Task to complete: A word-for-word copy of the listing is required, and it must contain no pictures.

Data:
--

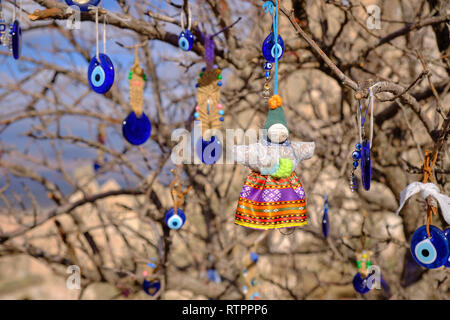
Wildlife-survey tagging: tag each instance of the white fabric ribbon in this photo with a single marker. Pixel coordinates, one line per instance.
(426, 189)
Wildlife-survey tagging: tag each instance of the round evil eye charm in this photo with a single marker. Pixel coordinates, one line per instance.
(272, 51)
(430, 252)
(83, 4)
(175, 221)
(360, 284)
(268, 66)
(101, 74)
(447, 235)
(136, 130)
(186, 40)
(151, 287)
(365, 164)
(209, 151)
(16, 39)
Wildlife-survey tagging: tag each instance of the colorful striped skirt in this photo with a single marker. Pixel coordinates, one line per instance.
(267, 203)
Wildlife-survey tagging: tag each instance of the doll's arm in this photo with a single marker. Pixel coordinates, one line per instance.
(303, 150)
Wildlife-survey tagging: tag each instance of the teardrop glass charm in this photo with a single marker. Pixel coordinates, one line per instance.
(365, 164)
(136, 130)
(209, 151)
(270, 51)
(431, 252)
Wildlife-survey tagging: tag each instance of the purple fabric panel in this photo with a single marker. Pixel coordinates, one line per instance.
(272, 195)
(209, 51)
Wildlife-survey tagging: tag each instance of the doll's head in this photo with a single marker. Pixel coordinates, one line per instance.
(276, 126)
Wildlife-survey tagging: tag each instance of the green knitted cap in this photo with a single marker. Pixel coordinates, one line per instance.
(275, 116)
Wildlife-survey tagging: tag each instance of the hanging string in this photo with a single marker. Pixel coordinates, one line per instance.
(362, 121)
(428, 165)
(189, 19)
(96, 33)
(104, 34)
(277, 49)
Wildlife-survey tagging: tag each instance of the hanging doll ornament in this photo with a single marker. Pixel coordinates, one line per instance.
(150, 285)
(186, 38)
(136, 128)
(209, 112)
(361, 280)
(11, 36)
(83, 4)
(175, 217)
(272, 196)
(101, 69)
(361, 154)
(429, 244)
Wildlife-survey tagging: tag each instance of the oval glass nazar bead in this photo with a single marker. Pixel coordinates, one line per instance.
(175, 221)
(431, 252)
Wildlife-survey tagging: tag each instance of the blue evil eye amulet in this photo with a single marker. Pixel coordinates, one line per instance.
(151, 287)
(361, 284)
(272, 51)
(186, 40)
(365, 164)
(430, 252)
(136, 130)
(101, 74)
(447, 235)
(209, 151)
(175, 221)
(83, 4)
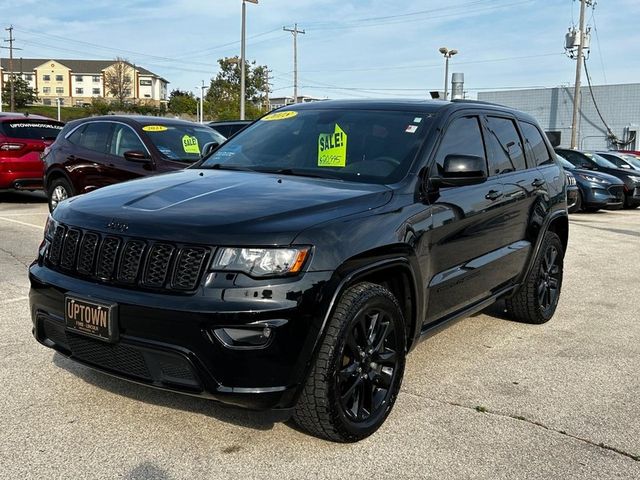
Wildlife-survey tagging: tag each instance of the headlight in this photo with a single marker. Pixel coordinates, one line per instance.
(261, 262)
(591, 178)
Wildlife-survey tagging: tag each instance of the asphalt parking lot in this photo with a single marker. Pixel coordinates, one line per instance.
(486, 398)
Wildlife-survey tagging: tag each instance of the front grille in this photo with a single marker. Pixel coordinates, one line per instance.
(617, 191)
(127, 261)
(119, 357)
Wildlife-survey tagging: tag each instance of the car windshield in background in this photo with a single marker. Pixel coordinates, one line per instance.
(601, 161)
(368, 146)
(31, 129)
(181, 143)
(565, 163)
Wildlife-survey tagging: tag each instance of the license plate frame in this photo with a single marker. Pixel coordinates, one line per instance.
(93, 318)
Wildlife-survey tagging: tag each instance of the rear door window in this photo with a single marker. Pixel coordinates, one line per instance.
(536, 147)
(504, 146)
(96, 136)
(31, 129)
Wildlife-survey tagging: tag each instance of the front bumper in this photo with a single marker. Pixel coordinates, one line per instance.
(167, 340)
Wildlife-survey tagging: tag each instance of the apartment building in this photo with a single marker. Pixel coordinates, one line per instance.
(78, 82)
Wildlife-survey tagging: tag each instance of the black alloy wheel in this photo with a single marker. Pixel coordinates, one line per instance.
(356, 376)
(537, 298)
(369, 362)
(549, 279)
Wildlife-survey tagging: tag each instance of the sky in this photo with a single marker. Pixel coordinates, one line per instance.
(350, 49)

--

Problem solution:
Wildlife-survey tagging: tag each instance of the white fabric ribbon in this photo with a single marker. Pixel coordinates, one line per instance.
(426, 189)
Wildlife-survey tagging: tag each instance of the round evil eye charm in this photo with a single marker. Pixel coordinates, one line per instance.
(272, 51)
(430, 252)
(83, 4)
(175, 221)
(360, 284)
(268, 66)
(101, 74)
(447, 235)
(136, 130)
(186, 40)
(151, 287)
(365, 164)
(209, 151)
(16, 39)
Wildlife-survey tagging: tag each instance of the colorful striped skirt in this photo with a single marker. Pixel coordinates, one line per instance.
(267, 203)
Wildlife-survey tagging: tag each instance of the doll's arm in this photo with a single marker. Pixel coordinates, one line per instance.
(303, 150)
Wildlife-survey tagging: tag each instance of the teardrop glass charm in this photo with a single marker. Pixel coordinates, one line per instance.
(365, 164)
(136, 130)
(209, 151)
(270, 51)
(431, 252)
Wildlife-survey tagging: tag each instance of the purple fabric panel in this photo with a single marker. Pixel coordinates, one line per instance.
(272, 195)
(209, 51)
Wildlife-survey tagging: tag each instance of the doll's head in this photo with a single marker. Pixel coordinates, one line per instance.
(276, 126)
Wildlife-survey tagging: tag each instance of the green knitted cap in this photo with a single marker. Pixel coordinates, one line per instance.
(275, 116)
Wildlife-survey tagging: tag each instance of the hanging string in this photo with a single marker. Pixel coordinates, one line per instance.
(362, 121)
(428, 165)
(189, 19)
(96, 33)
(104, 34)
(277, 49)
Wildlife-survey tagging: tag each instance of the hanging doll ornament in this photo with a single marker. Pixel coordinates, one line per instance.
(150, 285)
(186, 38)
(136, 128)
(209, 112)
(361, 280)
(11, 36)
(83, 4)
(175, 217)
(272, 196)
(101, 69)
(361, 154)
(429, 244)
Wildlife-survey tagging: tag each instance of the oval glass nazar bead in this photo with a single marker. Pixel coordinates, one line per instance.
(175, 221)
(431, 252)
Wildlife-survey tagging: tag each instance of the blue evil eye amulet in this photo with a single marker. Pixel coordinates, one line per instance.
(151, 287)
(361, 284)
(272, 51)
(186, 40)
(365, 164)
(430, 252)
(136, 130)
(101, 74)
(447, 235)
(209, 151)
(175, 221)
(83, 4)
Wildlife-survey tagging: tag each instance of the headlight in this photo with a single marker. Pixel coordinates, one line per instance.
(261, 262)
(591, 178)
Wildlife-survey tagging: tag each instance of the asphalt parking lot in this photo with a single marker. Pixel coordinates, one line per instance.
(486, 398)
Wildlife-survey tagging: tag each instance of the front grille in this photo with a single marker. Pixel coordinates, one line per instance.
(617, 191)
(127, 261)
(119, 357)
Wildlife-survey tagging: tag each instance of the car windshield in background in this photo with a single marker. Pixel coordinates, one line per instance.
(601, 161)
(368, 146)
(31, 129)
(181, 143)
(565, 163)
Wildlife-survey tagging: tag each instance of the license plate frame in this photo with a single marker. Pixel coordinates, one line per instance.
(93, 318)
Wildlife-survey tagging: tag each instance of the rear door window in this photo with a single marker. Pixel coordinates, one line per instance.
(536, 147)
(504, 146)
(96, 136)
(31, 129)
Wildlife-survey tagging: tag each instance of the front bumper in this photo with a single marker. Pixel coordinates, one line per instance.
(167, 340)
Wildlife-survey tagging: tag each instance of the apartment building in this photo with a single marker. Pixel coordinates, one line per instance.
(78, 82)
Wildlife-survey tagging: tag each instance of the black alloy wheel in this photo with a single marker. Pixel coordinates, one line per instance.
(356, 376)
(537, 298)
(369, 362)
(549, 279)
Wildlife-survey tagging: tag each instance of the sky in this photo with a single marker. Pixel coordinates, one line per instance.
(350, 49)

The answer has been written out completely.